If registration pursuant to section 12 (b), (c), and (d) shall become effective as to any obligation evidenced by any such security, such exemption shall forthwith terminate as to such obligation.

(b) Any security exempted by paragraph (a) of this rule from the operation of section 12 (a) shall continue to be exempt from the operation of said section 12 (a), to the extent necessary to render lawful the effecting of transactions therein on any national securities exchange on which such security is now listed, until this rule shall be revoked or modified, if on or before the twentieth day preceeding the expiration of the exemption provided by said paragraph (a) the owner or lessee of the property securing the same shall file with such exchange, and with the Commission, a statement with respect to such security or, if such owner or lessee is personally liable upon such security, an application for the registration of such security, conforming to the following requirements. Such statement or application, as the case may be, shall be made upon the form appropriate for registration of securities of such owner or lessee, shall set forth the information required by such form, and shall contain the following additional statement with respect to such security:

(1) That temporary registration of such security expired on June 30, 1935;

(2) That such security is secured by property which is owned or leased by such owner or lessee and, if leased, a brief outline of the principal provisions of such lease, together with a copy of such lease as an exhibit;

(3) That the original issuer has either been dissolved or has no assets (other than nominal assets) except its interest, if any, in such property, and that such security has as its only means of service payments made by such owner or lessee; and

(4) Whether or not such owner or lessee is personally liable upon such securities.

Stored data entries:
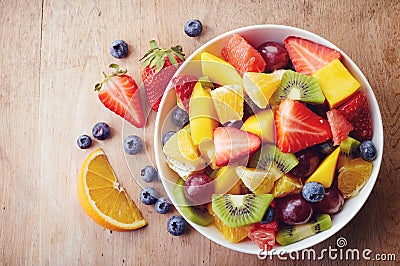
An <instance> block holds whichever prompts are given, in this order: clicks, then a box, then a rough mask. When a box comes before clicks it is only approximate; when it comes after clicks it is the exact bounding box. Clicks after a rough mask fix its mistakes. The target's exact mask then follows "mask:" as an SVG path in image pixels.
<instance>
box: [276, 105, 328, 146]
mask: <svg viewBox="0 0 400 266" xmlns="http://www.w3.org/2000/svg"><path fill="white" fill-rule="evenodd" d="M275 126H276V135H277V147H278V148H279V149H280V150H281V151H282V152H290V153H294V152H298V151H300V150H303V149H305V148H307V147H310V146H313V145H315V144H318V143H322V142H325V141H327V140H328V139H330V138H332V132H331V129H330V126H329V124H328V122H327V121H326V120H325V119H323V118H322V117H320V116H318V115H317V114H315V113H313V112H312V111H311V110H310V109H308V108H307V107H306V106H305V105H303V104H302V103H300V102H298V101H294V100H291V99H285V100H284V101H282V102H281V104H280V105H279V107H278V108H277V110H276V111H275Z"/></svg>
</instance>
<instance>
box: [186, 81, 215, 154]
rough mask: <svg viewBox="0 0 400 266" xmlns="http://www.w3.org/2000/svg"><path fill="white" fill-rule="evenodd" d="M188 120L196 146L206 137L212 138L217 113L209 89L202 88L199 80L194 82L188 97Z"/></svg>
mask: <svg viewBox="0 0 400 266" xmlns="http://www.w3.org/2000/svg"><path fill="white" fill-rule="evenodd" d="M189 121H190V122H189V125H190V132H191V134H192V140H193V144H194V145H196V146H197V145H199V144H200V143H201V142H202V141H206V140H207V139H211V140H212V139H214V129H215V128H216V127H218V115H217V112H216V111H215V108H214V103H213V100H212V98H211V94H210V89H209V88H203V86H202V82H201V81H198V82H197V83H196V85H195V86H194V88H193V92H192V96H191V97H190V102H189Z"/></svg>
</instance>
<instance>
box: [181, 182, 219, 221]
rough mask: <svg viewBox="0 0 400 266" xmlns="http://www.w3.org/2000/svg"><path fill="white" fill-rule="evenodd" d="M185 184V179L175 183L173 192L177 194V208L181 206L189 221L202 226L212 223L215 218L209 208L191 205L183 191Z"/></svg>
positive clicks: (186, 217)
mask: <svg viewBox="0 0 400 266" xmlns="http://www.w3.org/2000/svg"><path fill="white" fill-rule="evenodd" d="M184 185H185V181H184V180H183V179H181V178H180V179H179V180H178V182H177V183H176V184H175V187H174V191H173V194H174V196H175V201H176V203H177V205H178V206H177V208H179V209H180V210H181V212H182V214H183V215H184V216H185V218H187V219H188V220H189V221H192V222H194V223H196V224H198V225H201V226H207V225H209V224H211V223H212V222H213V220H214V218H213V217H212V215H210V214H209V213H208V211H207V209H205V208H204V209H202V208H199V207H195V206H189V203H188V201H187V199H186V197H185V193H184V191H183V187H184Z"/></svg>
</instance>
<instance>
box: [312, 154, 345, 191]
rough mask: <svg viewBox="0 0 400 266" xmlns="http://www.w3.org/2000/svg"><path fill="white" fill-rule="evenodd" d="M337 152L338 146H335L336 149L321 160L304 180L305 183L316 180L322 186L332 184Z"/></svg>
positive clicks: (327, 185)
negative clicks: (335, 146) (320, 161)
mask: <svg viewBox="0 0 400 266" xmlns="http://www.w3.org/2000/svg"><path fill="white" fill-rule="evenodd" d="M339 154H340V147H337V148H336V150H334V151H333V152H332V153H331V154H329V155H328V156H327V157H326V158H325V159H324V160H323V161H322V163H321V164H320V165H319V166H318V168H317V170H315V172H314V173H313V174H312V175H311V176H310V177H309V178H308V179H307V180H306V183H309V182H318V183H321V184H322V186H323V187H324V188H329V187H330V186H331V185H332V182H333V178H334V177H335V170H336V164H337V161H338V158H339Z"/></svg>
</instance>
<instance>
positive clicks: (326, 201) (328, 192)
mask: <svg viewBox="0 0 400 266" xmlns="http://www.w3.org/2000/svg"><path fill="white" fill-rule="evenodd" d="M343 204H344V198H343V195H342V193H341V192H340V191H339V190H338V189H337V188H333V187H331V188H327V189H325V197H324V199H323V200H322V201H320V202H318V203H315V204H313V207H314V208H315V210H317V211H319V212H321V213H327V214H335V213H337V212H339V211H340V210H341V209H342V208H343Z"/></svg>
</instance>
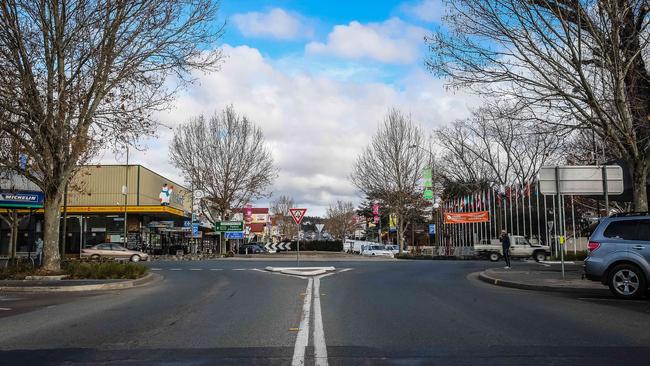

Requirement A: According to the rule on exempted securities, on what date did temporary registration of such a security expire?
Requirement B: Resume the rule on exempted securities from its final line, continuing in the same regulatory style.
The items are a separate set of material, unrelated to the rule on exempted securities.

Result A: June 30, 1935.

Result B:
If any such statement or application does not contain the additional statement and exhibit required in items (1) to (4), inclusive, such additional statement and exhibit may be supplied in an amendment, pursuant to rule X-12B-3, filed on or before such twentieth day.

Any such security may be included in any application made by such owner or lessee for the registration of its own securities, provided that it is clearly indicated that the required additional statement is made for the purposes of this rule.

If registration pursuant to sections 12 (b), (c), and (d) shall become effective as to any obligation evidenced by any such security, such exemption shall forthwith terminate as to such obligation.

(c) Rules X-7C2-1 and X-10B-1 shall be applicable to all securities exempted from the operation of section 12 (a) by paragraph (a) or (b) of this rule.

Rule X-12A-3. Temporary Exemption From Section 12 (a) of Certain Securities of Issuers in Bankruptcy or Receivership or in Process of Reorganization-Prohibition of Use of Manipulative or Deceptive Devices or Contrivances With Respect Thereto.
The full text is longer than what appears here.